**** TEXT SHOWN

Yet it is the fact that they are subject to integration – the possibility for the ‘immigrant’ of a successful implantation, settlement and development towards full membership – which defines who is deemed to ‘immigrate’ in the first place. The purposive nation-state building or bordering properties of integration thinking become clear here. The underlying assumption of national societal integration in this sense precedes the operation of the immigration policy at the border (see also Joppke 2011, citing Niklas Luhmann, on this point). Other kinds of people who have crossed the international border at the same time – such as tourists, business-visitors, truck drivers bringing goods, or ‘illegal’ migrants – must be excluded from the functional vision of national ‘society’. They do not, by definition, need integration. Although all these other activities imply presence, social interaction and ‘integration’ in other senses – for example, as part of an integrated regional or global economy across borders, or a transnational family structure – they are not part of the exclusive, power generating, nation-state building that centres on the ‘immigrant’ who can and should be ‘integrated’. It is those who are identified and observed as subject to integration – the immigrants – who thereby confirm the unit in question as a distinctly national society: it is a ‘nation’ because it is defined, differentiated (as a national ‘society’) and legitimated (as having national ‘sovereign’ jurisdiction) through this particular way of seeing an abstract population as a unit – as made up exhaustively of insider nationals, outside foreigners, and those who have crossed the line between these categories (see also Schinkel 2017). In other words, among foreigners only ‘immigrants’ can integrate and become members like the supposed ‘natives’, and they must do so in order that the successful society as a ‘nation’ continues to be made up of ‘full’ and recognized citizens: that is, full membership of a club to which all nationals, by definition, belong.

This circular reasoning underlines the normative affirmation via notions of immigration and integration of the necessary nationalization of a population which belongs here in this territory, to this society, and the distinctions it must draw between itself and all those considered as ‘foreigners’ and ‘aliens’, who do not; it is, in effect, a question raised anew as an anomaly in the modern world system every time a foreigner crosses a border, and potentially changes jurisdiction, as an ‘immigrant’ (Joppke 1998b). An additional anomaly occurs in colonial settler states as they become reconceived as immigrant ‘integration nations’: where immigrants over time effectively become the ‘natives’ and indigenous populations become ‘national minorities’, also needing ‘integrating’ (Mamdani 2020; Sharma 2020).

********
**** EXTRACTED MATERIAL

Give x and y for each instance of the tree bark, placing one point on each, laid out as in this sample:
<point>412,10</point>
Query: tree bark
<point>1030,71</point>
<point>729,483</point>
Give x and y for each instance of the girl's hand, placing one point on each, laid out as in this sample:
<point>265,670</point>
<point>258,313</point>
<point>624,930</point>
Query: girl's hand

********

TASKS TO PERFORM
[a] In the passage on immigrant integration, which people who cross the border at the same time as immigrants are said not to need integration?
[b] Reproduce the passage on immigrant integration from "This circular reasoning" up to and including "2020; Sharma 2020).".

TASK SOLUTIONS
[a] Tourists, business-visitors, truck drivers bringing goods, and 'illegal' migrants.

[b]
This circular reasoning underlines the normative affirmation via notions of immigration and integration of the necessary nationalization of a population which belongs here in this territory, to this society, and the distinctions it must draw between itself and all those considered as ‘foreigners’ and ‘aliens’, who do not; it is, in effect, a question raised anew as an anomaly in the modern world system every time a foreigner crosses a border, and potentially changes jurisdiction, as an ‘immigrant’ (Joppke 1998b). An additional anomaly occurs in colonial settler states as they become reconceived as immigrant ‘integration nations’: where immigrants over time effectively become the ‘natives’ and indigenous populations become ‘national minorities’, also needing ‘integrating’ (Mamdani 2020; Sharma 2020).